**Data for the task:**
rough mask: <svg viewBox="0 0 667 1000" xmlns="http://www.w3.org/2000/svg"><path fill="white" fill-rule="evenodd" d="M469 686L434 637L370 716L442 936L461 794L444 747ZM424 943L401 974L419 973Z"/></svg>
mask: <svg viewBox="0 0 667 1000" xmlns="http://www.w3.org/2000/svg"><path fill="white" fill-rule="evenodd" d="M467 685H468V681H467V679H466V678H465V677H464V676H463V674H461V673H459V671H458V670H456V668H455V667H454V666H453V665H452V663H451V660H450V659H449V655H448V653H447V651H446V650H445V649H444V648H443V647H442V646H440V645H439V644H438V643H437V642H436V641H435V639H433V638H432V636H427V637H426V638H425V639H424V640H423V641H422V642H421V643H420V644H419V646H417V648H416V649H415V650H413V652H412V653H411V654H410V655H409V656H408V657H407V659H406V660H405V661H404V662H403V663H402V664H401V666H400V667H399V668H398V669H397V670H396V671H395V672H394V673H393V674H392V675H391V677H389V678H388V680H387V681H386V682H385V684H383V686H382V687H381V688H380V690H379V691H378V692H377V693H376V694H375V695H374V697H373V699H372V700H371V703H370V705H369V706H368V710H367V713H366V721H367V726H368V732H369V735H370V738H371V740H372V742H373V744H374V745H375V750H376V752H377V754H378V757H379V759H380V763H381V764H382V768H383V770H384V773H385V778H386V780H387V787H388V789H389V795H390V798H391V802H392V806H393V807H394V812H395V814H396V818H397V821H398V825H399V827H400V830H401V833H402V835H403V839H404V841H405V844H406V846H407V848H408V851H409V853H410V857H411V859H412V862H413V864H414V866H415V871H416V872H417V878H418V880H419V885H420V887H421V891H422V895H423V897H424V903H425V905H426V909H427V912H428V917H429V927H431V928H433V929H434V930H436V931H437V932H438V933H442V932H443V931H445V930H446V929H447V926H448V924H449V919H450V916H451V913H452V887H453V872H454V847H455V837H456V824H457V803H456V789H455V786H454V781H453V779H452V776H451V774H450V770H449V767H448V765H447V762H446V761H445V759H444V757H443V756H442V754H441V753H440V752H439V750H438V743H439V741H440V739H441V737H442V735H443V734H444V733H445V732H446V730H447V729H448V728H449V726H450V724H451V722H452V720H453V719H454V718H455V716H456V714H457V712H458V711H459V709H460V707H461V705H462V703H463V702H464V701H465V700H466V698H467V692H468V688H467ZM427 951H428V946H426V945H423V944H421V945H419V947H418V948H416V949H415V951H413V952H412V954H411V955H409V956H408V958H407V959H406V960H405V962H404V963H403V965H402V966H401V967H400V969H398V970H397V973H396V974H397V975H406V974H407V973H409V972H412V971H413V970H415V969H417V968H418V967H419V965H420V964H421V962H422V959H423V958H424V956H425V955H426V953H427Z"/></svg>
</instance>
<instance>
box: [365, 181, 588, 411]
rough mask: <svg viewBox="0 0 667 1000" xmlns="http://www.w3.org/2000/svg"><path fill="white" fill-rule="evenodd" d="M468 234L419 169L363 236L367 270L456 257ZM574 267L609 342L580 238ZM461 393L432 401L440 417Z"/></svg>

**How to complete this task:** Lay out as a numbered list the lines of the data from the line containing "</instance>" through the last line of the data, skipping any blank lines.

**Answer to this task:**
1. </instance>
2. <instance>
3. box: [365, 181, 588, 411]
4. rough mask: <svg viewBox="0 0 667 1000" xmlns="http://www.w3.org/2000/svg"><path fill="white" fill-rule="evenodd" d="M468 234L419 169L363 236L367 270L456 257ZM574 267L609 342L580 238ZM461 393L432 401L440 417Z"/></svg>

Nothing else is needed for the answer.